= About this exercise =
Copy the records below word for word. Stop after the line that contains "Where can you see the fallen stone".

### Data for analysis

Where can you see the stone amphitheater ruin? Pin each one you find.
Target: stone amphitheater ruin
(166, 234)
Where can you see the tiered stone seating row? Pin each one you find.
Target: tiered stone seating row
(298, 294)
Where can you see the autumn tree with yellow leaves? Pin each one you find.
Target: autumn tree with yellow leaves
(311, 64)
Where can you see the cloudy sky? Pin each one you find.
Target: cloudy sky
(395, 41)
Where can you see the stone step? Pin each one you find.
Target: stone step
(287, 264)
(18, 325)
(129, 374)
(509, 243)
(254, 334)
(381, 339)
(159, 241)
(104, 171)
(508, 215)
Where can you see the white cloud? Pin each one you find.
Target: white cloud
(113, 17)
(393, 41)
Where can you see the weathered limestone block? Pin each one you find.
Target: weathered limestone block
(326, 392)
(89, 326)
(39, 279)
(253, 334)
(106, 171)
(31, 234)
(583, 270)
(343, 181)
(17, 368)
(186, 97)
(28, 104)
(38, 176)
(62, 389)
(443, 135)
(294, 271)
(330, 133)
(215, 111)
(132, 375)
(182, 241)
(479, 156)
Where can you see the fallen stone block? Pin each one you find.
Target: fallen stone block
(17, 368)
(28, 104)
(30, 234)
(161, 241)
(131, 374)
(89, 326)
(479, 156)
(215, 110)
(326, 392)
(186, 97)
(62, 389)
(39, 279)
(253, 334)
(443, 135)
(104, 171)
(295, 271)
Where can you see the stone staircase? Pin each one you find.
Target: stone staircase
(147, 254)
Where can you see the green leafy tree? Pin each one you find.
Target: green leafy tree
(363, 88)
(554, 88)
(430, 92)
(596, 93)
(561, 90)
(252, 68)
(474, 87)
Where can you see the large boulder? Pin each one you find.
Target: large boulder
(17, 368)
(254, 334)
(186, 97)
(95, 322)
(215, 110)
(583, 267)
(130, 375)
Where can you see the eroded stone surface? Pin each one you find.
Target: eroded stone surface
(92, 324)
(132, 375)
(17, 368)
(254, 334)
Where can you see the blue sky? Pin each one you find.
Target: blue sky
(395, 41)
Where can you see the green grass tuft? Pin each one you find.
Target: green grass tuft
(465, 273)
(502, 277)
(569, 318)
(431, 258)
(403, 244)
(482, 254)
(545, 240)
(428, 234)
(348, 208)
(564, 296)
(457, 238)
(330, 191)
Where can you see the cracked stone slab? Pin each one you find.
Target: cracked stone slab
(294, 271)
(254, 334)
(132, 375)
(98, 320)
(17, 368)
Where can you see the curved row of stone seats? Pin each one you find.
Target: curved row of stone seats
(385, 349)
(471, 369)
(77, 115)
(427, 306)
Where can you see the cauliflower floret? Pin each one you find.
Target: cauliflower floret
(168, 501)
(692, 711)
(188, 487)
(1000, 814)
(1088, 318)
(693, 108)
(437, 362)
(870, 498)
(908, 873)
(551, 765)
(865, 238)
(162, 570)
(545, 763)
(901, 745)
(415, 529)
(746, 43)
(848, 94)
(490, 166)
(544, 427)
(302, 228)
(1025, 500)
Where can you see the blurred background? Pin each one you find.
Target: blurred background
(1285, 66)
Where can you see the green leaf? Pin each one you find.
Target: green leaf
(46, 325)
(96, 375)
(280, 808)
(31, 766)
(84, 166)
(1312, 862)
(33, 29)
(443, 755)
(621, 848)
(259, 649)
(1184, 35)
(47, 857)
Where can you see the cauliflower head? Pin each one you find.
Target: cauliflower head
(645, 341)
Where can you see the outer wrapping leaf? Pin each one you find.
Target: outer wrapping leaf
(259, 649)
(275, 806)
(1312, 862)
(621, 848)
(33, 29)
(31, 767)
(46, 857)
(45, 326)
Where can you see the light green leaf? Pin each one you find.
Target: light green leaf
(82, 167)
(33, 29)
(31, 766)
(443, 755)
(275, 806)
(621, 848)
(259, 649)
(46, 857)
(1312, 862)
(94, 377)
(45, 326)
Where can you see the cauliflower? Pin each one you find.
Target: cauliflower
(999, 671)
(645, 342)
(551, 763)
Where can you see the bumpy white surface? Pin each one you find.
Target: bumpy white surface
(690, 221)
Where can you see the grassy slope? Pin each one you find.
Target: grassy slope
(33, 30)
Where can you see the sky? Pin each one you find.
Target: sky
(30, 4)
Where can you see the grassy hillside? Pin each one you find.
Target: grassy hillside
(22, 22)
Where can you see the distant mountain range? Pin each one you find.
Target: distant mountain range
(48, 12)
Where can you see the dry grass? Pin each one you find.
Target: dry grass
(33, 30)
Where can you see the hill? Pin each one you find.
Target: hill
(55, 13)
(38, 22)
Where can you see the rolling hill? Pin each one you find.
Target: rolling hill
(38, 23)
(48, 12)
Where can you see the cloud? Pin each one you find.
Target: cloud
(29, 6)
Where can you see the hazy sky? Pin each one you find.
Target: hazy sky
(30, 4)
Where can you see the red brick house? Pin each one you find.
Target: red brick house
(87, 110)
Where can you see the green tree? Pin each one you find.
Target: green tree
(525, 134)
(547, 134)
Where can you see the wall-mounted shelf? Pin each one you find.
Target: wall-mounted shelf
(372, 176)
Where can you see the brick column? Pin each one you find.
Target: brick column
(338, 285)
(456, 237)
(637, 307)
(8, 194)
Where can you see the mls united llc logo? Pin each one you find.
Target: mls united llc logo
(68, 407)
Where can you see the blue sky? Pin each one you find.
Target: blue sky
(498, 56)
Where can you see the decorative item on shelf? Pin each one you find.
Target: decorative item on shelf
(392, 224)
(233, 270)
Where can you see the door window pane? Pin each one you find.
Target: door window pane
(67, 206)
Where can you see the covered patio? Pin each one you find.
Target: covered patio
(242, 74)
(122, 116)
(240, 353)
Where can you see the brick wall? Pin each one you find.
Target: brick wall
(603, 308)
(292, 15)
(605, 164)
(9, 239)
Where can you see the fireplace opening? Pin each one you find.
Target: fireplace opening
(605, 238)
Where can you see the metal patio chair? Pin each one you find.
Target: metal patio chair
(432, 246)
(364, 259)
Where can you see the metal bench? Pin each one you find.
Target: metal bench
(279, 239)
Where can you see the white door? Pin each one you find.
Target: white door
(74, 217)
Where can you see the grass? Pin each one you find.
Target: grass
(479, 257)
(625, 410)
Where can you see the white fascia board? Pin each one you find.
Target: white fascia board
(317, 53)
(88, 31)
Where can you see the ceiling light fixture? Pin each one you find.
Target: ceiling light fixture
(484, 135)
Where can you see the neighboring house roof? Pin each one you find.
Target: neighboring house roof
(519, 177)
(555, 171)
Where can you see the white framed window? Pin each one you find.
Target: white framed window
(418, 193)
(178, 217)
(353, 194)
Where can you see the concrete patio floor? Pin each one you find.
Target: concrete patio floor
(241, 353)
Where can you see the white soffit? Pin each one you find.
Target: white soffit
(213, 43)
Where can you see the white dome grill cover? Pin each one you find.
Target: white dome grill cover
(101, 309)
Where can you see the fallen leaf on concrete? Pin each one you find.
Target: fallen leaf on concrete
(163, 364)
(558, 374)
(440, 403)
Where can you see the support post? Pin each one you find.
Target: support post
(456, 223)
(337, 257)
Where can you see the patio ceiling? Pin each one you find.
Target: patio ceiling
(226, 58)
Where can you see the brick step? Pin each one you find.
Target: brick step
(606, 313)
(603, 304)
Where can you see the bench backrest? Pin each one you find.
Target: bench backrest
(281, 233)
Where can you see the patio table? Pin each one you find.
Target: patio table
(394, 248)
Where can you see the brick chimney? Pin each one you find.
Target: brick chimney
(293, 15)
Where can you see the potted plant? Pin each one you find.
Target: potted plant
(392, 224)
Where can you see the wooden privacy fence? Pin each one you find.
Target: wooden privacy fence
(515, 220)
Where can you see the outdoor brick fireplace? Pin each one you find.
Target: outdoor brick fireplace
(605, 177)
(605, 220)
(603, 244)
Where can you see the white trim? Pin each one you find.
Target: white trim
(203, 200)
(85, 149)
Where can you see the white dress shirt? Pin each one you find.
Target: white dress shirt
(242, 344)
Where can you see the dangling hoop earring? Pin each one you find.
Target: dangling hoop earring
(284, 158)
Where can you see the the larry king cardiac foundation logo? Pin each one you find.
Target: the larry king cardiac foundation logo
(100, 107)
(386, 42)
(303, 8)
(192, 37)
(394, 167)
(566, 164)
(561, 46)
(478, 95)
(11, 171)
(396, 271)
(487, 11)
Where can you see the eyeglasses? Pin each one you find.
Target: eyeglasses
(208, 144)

######

= Your solution =
Where can you see the stone amphitheater ruin? Pin each one you find.
Target: stone amphitheater ruin
(166, 234)
Where can you see the tiered stone seating row? Pin each one you find.
Target: tiered stone seating row
(298, 294)
Where can you see the autumn tree with yellow leaves? Pin each one you find.
Target: autumn tree with yellow leaves
(311, 64)
Where can you see the cloudy sky? Pin each one you find.
Target: cloudy sky
(395, 41)
Where can you see the stone step? Pin each one you find.
Target: stone step
(287, 264)
(18, 325)
(129, 374)
(509, 243)
(254, 334)
(381, 339)
(159, 241)
(104, 171)
(508, 215)
Where can you see the white cloud? Pin each one you find.
Target: white cloud
(113, 17)
(393, 41)
Where can you see the weathered limestone block? Pin each one you find.
Target: weathered limestone block
(326, 392)
(89, 326)
(39, 279)
(253, 334)
(106, 171)
(31, 234)
(583, 270)
(343, 181)
(17, 368)
(186, 97)
(28, 104)
(38, 176)
(62, 389)
(443, 135)
(294, 271)
(330, 133)
(215, 111)
(132, 375)
(182, 241)
(479, 156)
Where can you see the fallen stone block? Pin each one you find.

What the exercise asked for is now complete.